(Coordinate annotation records)
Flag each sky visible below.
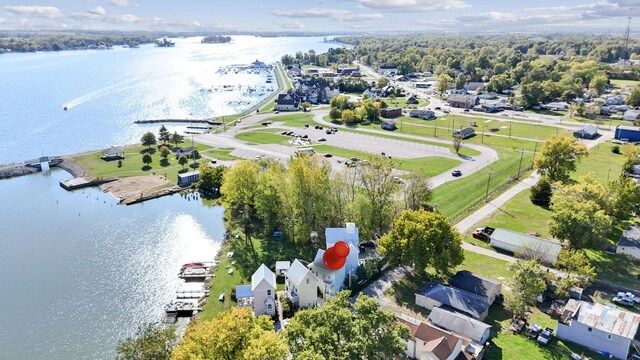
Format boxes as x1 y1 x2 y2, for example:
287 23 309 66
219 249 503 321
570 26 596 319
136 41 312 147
0 0 640 34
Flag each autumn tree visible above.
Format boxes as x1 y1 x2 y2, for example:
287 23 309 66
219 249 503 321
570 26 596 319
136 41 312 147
140 131 156 148
359 156 398 233
535 136 589 182
505 259 547 318
380 209 464 274
116 324 178 360
171 307 288 360
285 291 409 360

## Stated goal:
Duplicate the records verbatim, starting at the line with "Flag each autumn tree visible above." and continuing through the end of the records.

## Output below:
Flag each autumn tree visible above.
Format boxes as x1 y1 x2 y2, for example:
287 23 309 66
219 249 503 321
570 26 596 319
136 41 312 147
140 131 156 148
359 156 398 233
535 136 589 182
505 259 547 318
380 209 464 274
116 324 178 360
171 307 288 360
285 291 409 360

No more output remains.